● Supplied text
--------------------------------------------------

By Marvin Tutt, Chief Executive Officer, Caia Tech
Introduction
Git and Temporal, two open source projects developed over decades with massive investment from the world’s leading technology companies, can be combined to create powerful infrastructure patterns. This article explores how these tools work together for configuration management, workflow orchestration, and infrastructure automation.
Understanding Git Beyond Version Control
Git, created in 2005 by Linus Torvalds for Linux kernel development, has capabilities that extend far beyond tracking code changes. After 19 years of continuous development by thousands of contributors, Git provides a robust foundation for infrastructure automation.
Git’s Infrastructure Capabilities
Cryptographic Integrity: Every commit in Git uses SHA-1 hashing to create an immutable audit trail. Any modification to historical data is immediately detectable through hash verification.
Distributed Architecture: Git operates without requiring a central server. Each repository clone contains the complete history, enabling resilient, offline-capable operations.
Branch Isolation: Git branches provide perfect isolation for parallel development. This same mechanism works for isolating configurations, environments, or customer data.
Efficient Storage: Git’s packfile format and delta compression make it efficient for storing configuration files, documentation, and structured data—not just source code.
Understanding Temporal for Workflow Orchestration
Temporal emerged from Uber’s need to orchestrate millions of workflows reliably. The team that originally built Uber’s Cadence workflow engine founded Temporal to bring enterprise-grade workflow orchestration to the broader market.
Temporal’s Core Capabilities
Durable Execution: Workflows in Temporal survive server crashes, network failures, and data center outages. The system automatically resumes execution exactly where it left off.
Deterministic Replay: Temporal can replay any workflow execution exactly as it originally ran, providing debugging capabilities that make complex distributed system failures understandable.

--------------------------------------------------

● Written instruction
Pick up the article on combining Git and Temporal right after its last sentence, in the same voice and format.

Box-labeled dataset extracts
--------------------------------------------------

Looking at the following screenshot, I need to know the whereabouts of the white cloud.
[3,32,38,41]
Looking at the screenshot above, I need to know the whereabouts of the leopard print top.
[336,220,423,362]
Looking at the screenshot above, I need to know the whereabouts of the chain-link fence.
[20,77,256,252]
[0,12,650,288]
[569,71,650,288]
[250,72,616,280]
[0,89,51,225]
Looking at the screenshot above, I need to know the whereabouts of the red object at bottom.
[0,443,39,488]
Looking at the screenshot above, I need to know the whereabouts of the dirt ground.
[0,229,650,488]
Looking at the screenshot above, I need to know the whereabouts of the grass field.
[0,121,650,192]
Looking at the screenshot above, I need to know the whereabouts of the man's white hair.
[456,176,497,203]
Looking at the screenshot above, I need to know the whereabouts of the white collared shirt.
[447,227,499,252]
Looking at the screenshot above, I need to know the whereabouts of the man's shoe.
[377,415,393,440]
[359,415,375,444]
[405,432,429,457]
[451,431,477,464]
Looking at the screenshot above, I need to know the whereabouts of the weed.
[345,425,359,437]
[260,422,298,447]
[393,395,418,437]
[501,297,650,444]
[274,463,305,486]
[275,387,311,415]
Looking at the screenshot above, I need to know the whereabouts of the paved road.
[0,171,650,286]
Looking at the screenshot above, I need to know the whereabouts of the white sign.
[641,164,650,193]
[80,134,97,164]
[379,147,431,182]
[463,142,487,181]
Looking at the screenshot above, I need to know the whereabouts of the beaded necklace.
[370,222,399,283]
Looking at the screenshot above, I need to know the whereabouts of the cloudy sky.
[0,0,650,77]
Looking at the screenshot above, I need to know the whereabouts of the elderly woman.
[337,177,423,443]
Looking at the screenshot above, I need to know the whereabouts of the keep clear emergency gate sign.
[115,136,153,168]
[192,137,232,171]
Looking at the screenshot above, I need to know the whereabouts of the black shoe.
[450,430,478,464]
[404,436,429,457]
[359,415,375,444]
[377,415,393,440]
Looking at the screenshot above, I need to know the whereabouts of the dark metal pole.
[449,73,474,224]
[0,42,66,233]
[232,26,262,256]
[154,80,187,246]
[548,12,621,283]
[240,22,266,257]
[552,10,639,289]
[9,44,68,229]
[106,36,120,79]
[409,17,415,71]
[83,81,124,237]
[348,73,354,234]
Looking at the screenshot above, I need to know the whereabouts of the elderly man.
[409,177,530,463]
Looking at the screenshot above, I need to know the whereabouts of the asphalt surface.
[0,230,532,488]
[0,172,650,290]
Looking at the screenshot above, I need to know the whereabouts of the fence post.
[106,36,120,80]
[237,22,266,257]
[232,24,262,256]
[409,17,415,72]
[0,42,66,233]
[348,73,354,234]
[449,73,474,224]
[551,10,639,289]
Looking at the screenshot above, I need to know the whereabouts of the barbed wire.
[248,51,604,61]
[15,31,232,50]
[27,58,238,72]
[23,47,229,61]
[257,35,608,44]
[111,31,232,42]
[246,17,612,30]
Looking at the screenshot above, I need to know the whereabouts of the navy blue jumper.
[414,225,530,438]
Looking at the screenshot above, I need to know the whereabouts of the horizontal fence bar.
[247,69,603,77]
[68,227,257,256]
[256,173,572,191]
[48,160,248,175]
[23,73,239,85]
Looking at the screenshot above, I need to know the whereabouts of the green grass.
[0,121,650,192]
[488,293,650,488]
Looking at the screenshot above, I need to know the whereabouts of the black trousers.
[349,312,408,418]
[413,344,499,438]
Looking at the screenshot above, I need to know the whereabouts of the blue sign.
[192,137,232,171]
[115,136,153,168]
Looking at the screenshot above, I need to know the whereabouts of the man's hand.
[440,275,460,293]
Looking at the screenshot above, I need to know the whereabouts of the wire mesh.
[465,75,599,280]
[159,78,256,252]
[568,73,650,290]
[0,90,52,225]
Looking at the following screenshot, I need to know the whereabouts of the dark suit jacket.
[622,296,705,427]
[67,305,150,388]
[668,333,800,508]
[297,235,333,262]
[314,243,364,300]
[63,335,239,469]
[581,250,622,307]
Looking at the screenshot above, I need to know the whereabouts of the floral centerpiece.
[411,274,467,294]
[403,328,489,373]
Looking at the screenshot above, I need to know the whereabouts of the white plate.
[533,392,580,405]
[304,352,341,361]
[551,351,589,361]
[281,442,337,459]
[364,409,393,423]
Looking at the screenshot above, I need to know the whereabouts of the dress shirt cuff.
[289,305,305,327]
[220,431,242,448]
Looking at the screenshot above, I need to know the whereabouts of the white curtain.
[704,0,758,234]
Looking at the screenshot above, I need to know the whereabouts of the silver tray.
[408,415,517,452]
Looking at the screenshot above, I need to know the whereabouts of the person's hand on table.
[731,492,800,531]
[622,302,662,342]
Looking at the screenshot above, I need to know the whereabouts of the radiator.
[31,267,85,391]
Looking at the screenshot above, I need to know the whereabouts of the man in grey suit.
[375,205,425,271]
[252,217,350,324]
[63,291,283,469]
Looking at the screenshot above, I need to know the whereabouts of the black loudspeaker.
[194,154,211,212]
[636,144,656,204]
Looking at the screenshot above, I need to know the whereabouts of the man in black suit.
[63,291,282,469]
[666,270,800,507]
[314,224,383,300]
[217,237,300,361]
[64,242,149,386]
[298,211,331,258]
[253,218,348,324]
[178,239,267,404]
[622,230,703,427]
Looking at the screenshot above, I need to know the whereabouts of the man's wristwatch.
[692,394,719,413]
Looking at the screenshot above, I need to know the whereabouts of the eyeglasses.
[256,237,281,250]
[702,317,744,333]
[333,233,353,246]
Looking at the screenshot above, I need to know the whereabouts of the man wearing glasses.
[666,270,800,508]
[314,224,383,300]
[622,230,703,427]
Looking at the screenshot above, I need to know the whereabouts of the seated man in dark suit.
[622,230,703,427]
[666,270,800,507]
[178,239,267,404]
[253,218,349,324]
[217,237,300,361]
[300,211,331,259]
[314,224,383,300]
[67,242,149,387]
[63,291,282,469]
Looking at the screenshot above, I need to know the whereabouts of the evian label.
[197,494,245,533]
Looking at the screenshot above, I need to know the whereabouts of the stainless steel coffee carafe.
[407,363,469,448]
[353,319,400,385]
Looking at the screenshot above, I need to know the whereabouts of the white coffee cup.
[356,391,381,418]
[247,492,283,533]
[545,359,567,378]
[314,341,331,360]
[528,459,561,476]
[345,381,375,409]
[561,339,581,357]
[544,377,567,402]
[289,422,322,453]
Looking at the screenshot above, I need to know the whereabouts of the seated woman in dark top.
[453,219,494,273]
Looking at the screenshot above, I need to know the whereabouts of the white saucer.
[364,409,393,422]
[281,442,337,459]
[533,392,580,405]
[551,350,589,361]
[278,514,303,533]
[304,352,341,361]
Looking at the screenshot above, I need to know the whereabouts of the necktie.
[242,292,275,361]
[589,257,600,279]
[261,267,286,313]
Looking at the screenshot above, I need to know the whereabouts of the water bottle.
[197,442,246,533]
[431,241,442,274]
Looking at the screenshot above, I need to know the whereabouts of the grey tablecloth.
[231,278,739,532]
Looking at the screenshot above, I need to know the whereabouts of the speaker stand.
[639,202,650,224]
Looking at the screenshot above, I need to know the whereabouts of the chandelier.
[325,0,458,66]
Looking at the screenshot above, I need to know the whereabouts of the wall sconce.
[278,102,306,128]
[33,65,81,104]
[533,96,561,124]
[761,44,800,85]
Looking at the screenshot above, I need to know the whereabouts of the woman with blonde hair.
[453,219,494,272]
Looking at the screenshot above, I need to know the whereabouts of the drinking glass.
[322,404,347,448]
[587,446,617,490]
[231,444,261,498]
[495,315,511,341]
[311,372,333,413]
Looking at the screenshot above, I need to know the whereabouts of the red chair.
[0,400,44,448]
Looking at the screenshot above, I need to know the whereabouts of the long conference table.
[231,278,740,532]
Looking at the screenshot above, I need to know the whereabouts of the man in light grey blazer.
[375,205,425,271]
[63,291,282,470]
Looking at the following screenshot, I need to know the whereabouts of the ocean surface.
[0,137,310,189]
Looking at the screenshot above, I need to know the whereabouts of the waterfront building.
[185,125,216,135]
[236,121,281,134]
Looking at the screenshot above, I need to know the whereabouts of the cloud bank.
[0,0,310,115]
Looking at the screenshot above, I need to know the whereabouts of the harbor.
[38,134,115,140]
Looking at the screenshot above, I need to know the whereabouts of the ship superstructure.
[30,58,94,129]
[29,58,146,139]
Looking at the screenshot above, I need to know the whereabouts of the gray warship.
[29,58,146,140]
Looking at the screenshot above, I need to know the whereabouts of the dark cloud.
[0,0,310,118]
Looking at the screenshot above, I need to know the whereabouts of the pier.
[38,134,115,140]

--------------------------------------------------

● Exercise output
Built-in Reliability: Retry logic, timeout handling, and error management are built into Temporal’s execution model. Developers write business logic while Temporal handles the distributed systems complexity.
Event Sourcing: Every action in a workflow is recorded as an event, creating a complete, queryable history of all executions.
The Git + Temporal Architecture Pattern
When combined, Git and Temporal create a pattern where Git serves as the source of truth for all configuration and state, while Temporal orchestrates the workflows that interact with this data.
How They Work Together
- Configuration stored in Git: All system configuration, infrastructure definitions, and application settings live in Git repositories
- Temporal orchestrates changes: Workflows read from Git, process changes, and write results back
- Git hooks trigger workflows: Commits to specific branches or paths trigger Temporal workflows
- Complete audit trail: Both systems maintain detailed history of all changes and executions
Example: Configuration Management System
Consider a configuration management system built with Git and Temporal:
# Stored in Git: configs/production/database.yaml
database:
host: db.production.internal
port: 5432
max_connections: 100
ssl_enabled: true# Temporal workflow
@workflow.defn
class ConfigurationWorkflow:
@workflow.run
async def apply_configuration(self, config_path: str):
# Fetch configuration from Git
config = await workflow.execute_activity(
fetch_from_git,
args=[config_path],
start_to_close_timeout=timedelta(seconds=10)
)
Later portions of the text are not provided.